WHAT IS REQUIRED: Rewrite the stretch of the exercise text from "B. Sentences 1" through "new copyright law.", replacing every "heirs" with "successors".
** Opening SUPPLIED PASSAGE block **
2. (1) The comic book industry began life in the early 20th century as the province of con men who stripped artists of their creations, then moved on to the next mark. (2) The artists, who were paid virtually nothing for work on characters that are now worth billions at the movies, are nearly all dead. (3) But their heirs are beginning to speak for them through a federal copyright law that practically invites descendants to sue for ownership interests in characters whose current value could never have been imagined at the moment of creation. (Source: Brent Staples, "Marvel Superheroes and The Fathers of Invention," The New York Times, June 26, 2011, p.11)
A. Sentences 1 and 2 generally describe a problem related to copyright of comic book figures. Sentence 3 starts to introduce a possible solution to that problem.
B. Sentences 1 and 2 describe the early history of comic book characters, focusing on the artists who created them. Sentence 3 explains how the heirs of those artists are selfishly trying to reap benefits from the creators of their ancestors.
C. Sentences 1 and 2 talk about creators of early comic book characters and how devoted they were to their creations, so much so, they didn’t care about getting paid. Sentence 3 contrasts those early creators to their heirs, who are earning huge sums of money thanks to a new copyright law.
3. (1) In 2013, bantamweight fighters Ronda Rousey and Liz Carmouche climbed into the ring for the first female Ultimate Fight Championship (UFC) bout in history. (2) Naysayers expected both the event and the idea of women being part of the UFC to fail big time. (3) Instead, a year later, Rousey was one of the UFC’s biggest stars, and nobody doubted that women had become part of the UFC world.
** Closing SUPPLIED PASSAGE block **
** Opening DATASET EXCERPTS block **
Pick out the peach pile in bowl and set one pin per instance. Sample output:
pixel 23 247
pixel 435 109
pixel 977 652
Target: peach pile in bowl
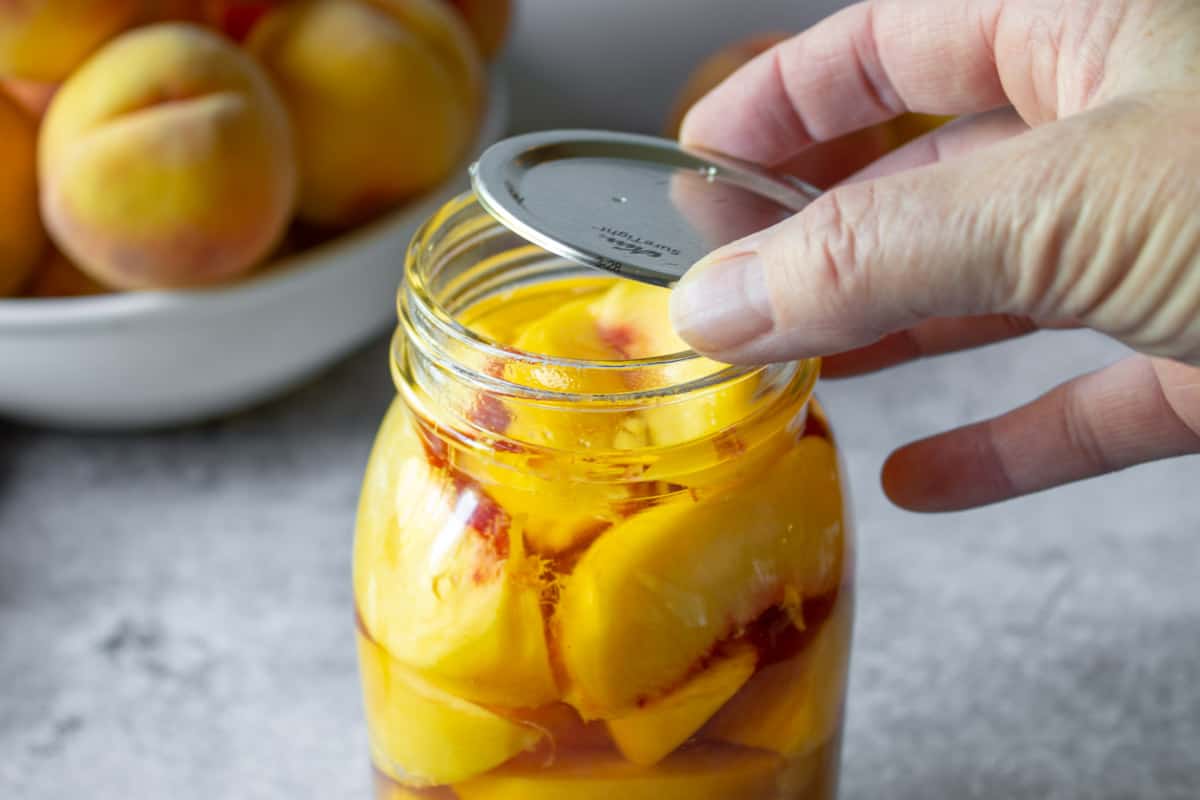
pixel 203 203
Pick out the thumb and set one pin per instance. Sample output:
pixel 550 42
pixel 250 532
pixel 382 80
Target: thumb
pixel 1066 222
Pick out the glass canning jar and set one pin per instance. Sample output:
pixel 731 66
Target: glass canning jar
pixel 589 565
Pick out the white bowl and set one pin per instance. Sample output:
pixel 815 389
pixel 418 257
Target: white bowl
pixel 157 359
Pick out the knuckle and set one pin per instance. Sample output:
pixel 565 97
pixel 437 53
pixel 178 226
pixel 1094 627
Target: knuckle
pixel 838 234
pixel 1081 433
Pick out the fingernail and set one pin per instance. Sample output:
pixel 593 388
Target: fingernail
pixel 721 302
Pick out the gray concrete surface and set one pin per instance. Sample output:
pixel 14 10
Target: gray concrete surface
pixel 175 608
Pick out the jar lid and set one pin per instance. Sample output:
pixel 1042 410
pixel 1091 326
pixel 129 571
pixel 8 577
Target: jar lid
pixel 636 205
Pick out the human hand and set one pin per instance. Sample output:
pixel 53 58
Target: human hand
pixel 1067 197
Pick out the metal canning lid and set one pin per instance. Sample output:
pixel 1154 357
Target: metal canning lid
pixel 636 205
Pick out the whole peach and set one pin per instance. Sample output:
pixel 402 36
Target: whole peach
pixel 59 277
pixel 45 40
pixel 489 23
pixel 22 240
pixel 713 70
pixel 167 161
pixel 34 96
pixel 384 98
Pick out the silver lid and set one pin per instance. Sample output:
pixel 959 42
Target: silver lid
pixel 636 205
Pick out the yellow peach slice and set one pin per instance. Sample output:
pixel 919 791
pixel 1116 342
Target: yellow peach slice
pixel 637 316
pixel 442 579
pixel 653 595
pixel 651 733
pixel 425 735
pixel 795 705
pixel 701 773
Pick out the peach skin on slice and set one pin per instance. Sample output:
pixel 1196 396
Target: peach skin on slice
pixel 423 734
pixel 636 317
pixel 651 599
pixel 651 733
pixel 442 582
pixel 701 773
pixel 795 705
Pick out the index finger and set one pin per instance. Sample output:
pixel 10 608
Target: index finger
pixel 861 66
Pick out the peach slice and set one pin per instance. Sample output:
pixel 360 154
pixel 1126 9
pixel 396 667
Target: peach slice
pixel 637 316
pixel 442 582
pixel 651 733
pixel 425 735
pixel 701 773
pixel 795 705
pixel 653 596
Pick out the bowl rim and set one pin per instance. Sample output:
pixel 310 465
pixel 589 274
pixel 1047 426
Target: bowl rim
pixel 25 314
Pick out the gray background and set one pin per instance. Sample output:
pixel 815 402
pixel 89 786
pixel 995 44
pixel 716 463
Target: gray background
pixel 175 613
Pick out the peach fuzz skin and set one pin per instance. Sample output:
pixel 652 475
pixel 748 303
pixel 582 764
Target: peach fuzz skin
pixel 45 40
pixel 167 161
pixel 334 61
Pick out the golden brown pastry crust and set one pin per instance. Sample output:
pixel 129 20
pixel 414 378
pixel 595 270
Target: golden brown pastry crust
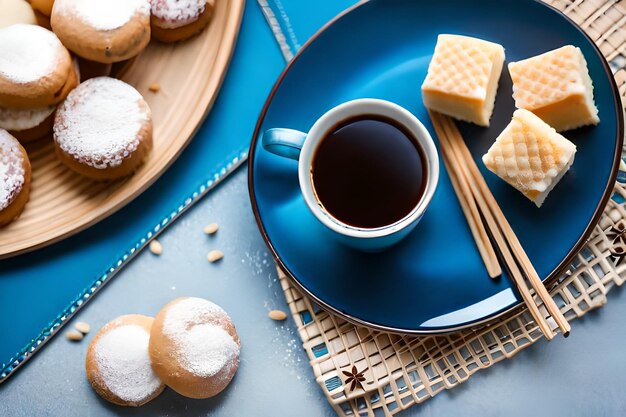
pixel 36 132
pixel 165 34
pixel 91 365
pixel 91 69
pixel 42 20
pixel 165 354
pixel 128 165
pixel 46 90
pixel 104 46
pixel 15 208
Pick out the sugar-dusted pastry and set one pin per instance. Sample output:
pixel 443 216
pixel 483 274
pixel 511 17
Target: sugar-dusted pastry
pixel 35 68
pixel 463 77
pixel 43 6
pixel 194 347
pixel 103 129
pixel 175 20
pixel 27 125
pixel 91 69
pixel 103 31
pixel 16 11
pixel 14 178
pixel 118 364
pixel 556 86
pixel 530 155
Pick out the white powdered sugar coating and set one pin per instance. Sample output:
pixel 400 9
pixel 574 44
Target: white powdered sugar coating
pixel 28 53
pixel 23 119
pixel 124 363
pixel 196 327
pixel 99 122
pixel 11 169
pixel 103 14
pixel 177 13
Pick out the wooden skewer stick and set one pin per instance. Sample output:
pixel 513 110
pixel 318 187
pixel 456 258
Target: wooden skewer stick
pixel 499 238
pixel 470 210
pixel 458 144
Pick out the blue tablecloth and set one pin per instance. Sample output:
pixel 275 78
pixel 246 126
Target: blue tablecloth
pixel 40 289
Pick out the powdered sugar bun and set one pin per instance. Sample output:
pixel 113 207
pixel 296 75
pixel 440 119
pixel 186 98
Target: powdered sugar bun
pixel 103 31
pixel 43 6
pixel 16 11
pixel 14 178
pixel 34 67
pixel 27 124
pixel 175 20
pixel 118 363
pixel 194 347
pixel 103 129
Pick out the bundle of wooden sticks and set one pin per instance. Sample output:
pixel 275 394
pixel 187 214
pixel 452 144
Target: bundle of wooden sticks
pixel 490 228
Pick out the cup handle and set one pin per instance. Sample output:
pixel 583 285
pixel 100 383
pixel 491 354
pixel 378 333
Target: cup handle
pixel 284 142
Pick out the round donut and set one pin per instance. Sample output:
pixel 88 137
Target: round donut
pixel 91 69
pixel 27 125
pixel 35 68
pixel 43 6
pixel 14 178
pixel 16 11
pixel 176 20
pixel 103 31
pixel 194 347
pixel 103 129
pixel 118 363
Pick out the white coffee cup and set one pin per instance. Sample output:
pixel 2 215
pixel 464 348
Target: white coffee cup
pixel 301 146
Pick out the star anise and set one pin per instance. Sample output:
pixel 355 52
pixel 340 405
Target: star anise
pixel 355 378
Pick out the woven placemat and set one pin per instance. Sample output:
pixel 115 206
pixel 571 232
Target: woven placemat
pixel 365 372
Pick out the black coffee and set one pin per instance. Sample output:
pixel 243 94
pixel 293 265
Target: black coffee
pixel 369 172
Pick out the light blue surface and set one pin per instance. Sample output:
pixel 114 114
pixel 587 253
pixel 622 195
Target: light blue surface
pixel 435 278
pixel 578 376
pixel 581 376
pixel 35 288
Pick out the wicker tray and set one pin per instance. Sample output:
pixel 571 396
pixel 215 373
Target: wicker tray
pixel 365 372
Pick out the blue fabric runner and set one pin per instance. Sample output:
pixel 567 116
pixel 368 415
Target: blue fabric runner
pixel 40 290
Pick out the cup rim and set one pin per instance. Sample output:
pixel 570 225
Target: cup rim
pixel 366 106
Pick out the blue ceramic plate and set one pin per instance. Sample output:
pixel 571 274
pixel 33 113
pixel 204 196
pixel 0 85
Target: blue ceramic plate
pixel 433 281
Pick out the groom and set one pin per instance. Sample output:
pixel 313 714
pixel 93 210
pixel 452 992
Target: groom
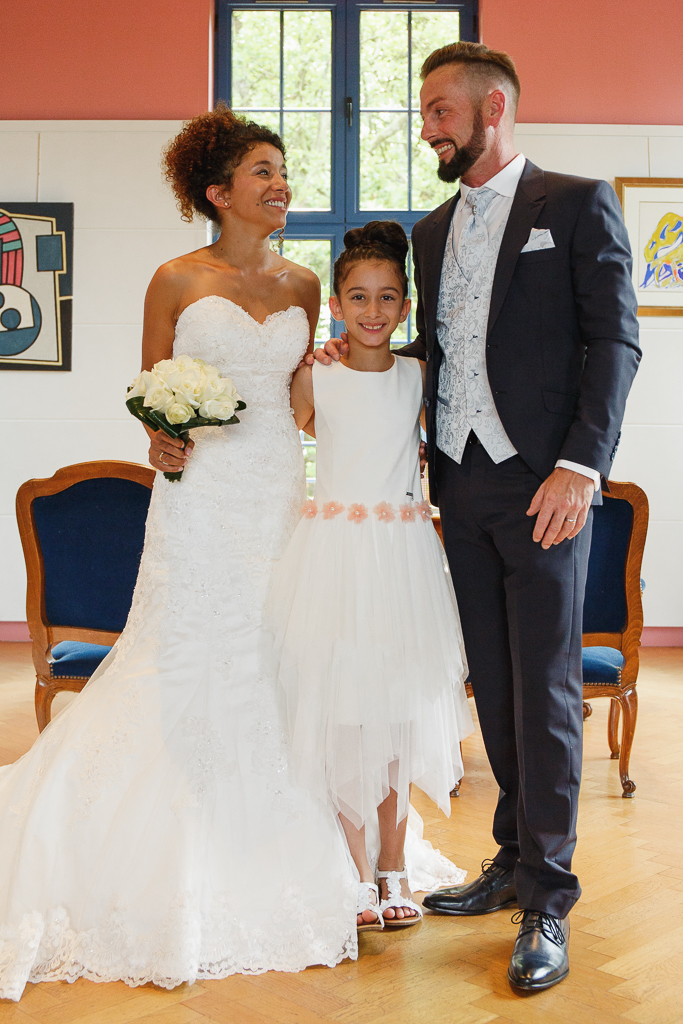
pixel 526 317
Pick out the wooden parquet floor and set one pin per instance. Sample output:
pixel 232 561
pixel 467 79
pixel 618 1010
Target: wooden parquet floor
pixel 627 931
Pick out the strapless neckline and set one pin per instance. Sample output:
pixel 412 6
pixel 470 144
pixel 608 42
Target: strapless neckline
pixel 221 298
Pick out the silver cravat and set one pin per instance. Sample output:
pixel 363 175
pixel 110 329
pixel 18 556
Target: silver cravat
pixel 474 236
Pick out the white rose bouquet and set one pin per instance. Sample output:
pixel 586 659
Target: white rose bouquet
pixel 177 395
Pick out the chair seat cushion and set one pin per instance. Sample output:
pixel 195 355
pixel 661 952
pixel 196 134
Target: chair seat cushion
pixel 77 660
pixel 602 666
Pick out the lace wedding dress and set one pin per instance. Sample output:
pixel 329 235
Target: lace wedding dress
pixel 153 833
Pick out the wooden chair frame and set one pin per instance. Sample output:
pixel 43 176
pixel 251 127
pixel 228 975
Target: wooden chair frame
pixel 43 634
pixel 624 695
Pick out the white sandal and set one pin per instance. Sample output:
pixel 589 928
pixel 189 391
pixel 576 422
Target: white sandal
pixel 365 902
pixel 396 900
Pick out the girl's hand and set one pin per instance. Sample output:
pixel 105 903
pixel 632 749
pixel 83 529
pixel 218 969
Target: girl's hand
pixel 333 349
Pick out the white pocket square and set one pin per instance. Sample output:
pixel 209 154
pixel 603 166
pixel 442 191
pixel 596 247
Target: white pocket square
pixel 539 239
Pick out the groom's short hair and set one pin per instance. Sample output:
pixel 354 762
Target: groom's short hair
pixel 483 67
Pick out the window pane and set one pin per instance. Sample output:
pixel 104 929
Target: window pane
pixel 383 59
pixel 430 30
pixel 307 69
pixel 269 119
pixel 428 190
pixel 255 58
pixel 307 137
pixel 314 254
pixel 384 161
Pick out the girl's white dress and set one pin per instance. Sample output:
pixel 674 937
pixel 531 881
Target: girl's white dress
pixel 363 607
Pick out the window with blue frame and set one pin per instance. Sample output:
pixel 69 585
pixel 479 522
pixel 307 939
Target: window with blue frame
pixel 340 82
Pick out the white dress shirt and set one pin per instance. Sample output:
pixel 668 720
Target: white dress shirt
pixel 505 183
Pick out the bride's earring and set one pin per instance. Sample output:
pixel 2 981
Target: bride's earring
pixel 278 243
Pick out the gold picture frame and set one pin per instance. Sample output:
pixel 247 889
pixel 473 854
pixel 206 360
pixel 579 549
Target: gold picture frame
pixel 653 214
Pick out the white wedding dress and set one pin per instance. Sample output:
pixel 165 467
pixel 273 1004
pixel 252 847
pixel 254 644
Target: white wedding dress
pixel 154 832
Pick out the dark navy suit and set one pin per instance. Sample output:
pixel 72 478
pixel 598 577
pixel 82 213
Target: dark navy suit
pixel 561 353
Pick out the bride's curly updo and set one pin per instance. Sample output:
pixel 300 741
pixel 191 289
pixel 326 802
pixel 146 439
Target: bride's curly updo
pixel 378 240
pixel 207 153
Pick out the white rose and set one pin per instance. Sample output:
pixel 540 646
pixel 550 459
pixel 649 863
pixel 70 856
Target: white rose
pixel 218 409
pixel 172 372
pixel 158 396
pixel 140 384
pixel 188 388
pixel 179 412
pixel 212 388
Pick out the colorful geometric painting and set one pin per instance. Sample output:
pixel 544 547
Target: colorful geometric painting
pixel 36 253
pixel 664 254
pixel 653 217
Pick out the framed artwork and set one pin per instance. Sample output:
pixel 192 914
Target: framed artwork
pixel 653 215
pixel 36 294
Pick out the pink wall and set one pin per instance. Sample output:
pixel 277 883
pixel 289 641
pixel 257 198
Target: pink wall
pixel 583 61
pixel 104 58
pixel 591 61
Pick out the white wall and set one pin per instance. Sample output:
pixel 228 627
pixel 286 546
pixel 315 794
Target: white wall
pixel 126 225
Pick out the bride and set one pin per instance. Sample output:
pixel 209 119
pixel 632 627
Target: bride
pixel 154 833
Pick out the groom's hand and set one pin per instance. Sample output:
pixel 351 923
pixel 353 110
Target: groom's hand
pixel 332 349
pixel 561 504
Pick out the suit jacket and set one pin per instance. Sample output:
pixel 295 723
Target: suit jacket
pixel 562 335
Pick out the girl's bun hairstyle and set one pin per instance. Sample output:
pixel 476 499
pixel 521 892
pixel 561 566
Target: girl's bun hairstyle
pixel 383 241
pixel 207 153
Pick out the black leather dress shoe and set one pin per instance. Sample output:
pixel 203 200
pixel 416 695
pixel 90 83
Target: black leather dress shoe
pixel 494 890
pixel 541 956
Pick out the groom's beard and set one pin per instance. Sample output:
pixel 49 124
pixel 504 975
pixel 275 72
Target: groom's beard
pixel 466 156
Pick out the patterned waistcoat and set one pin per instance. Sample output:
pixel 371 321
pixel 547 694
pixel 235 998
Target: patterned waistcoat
pixel 465 399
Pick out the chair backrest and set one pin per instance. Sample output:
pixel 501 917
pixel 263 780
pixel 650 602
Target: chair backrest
pixel 612 608
pixel 82 532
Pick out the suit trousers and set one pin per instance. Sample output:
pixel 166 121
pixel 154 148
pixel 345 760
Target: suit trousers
pixel 521 613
** Closing DATASET EXCERPTS block **
OUTPUT FOR THIS EXERCISE:
B. Sentences 1 and 2 describe the early history of comic book characters, focusing on the artists who created them. Sentence 3 explains how the successors of those artists are selfishly trying to reap benefits from the creators of their ancestors.
C. Sentences 1 and 2 talk about creators of early comic book characters and how devoted they were to their creations, so much so, they didn’t care about getting paid. Sentence 3 contrasts those early creators to their successors, who are earning huge sums of money thanks to a new copyright law.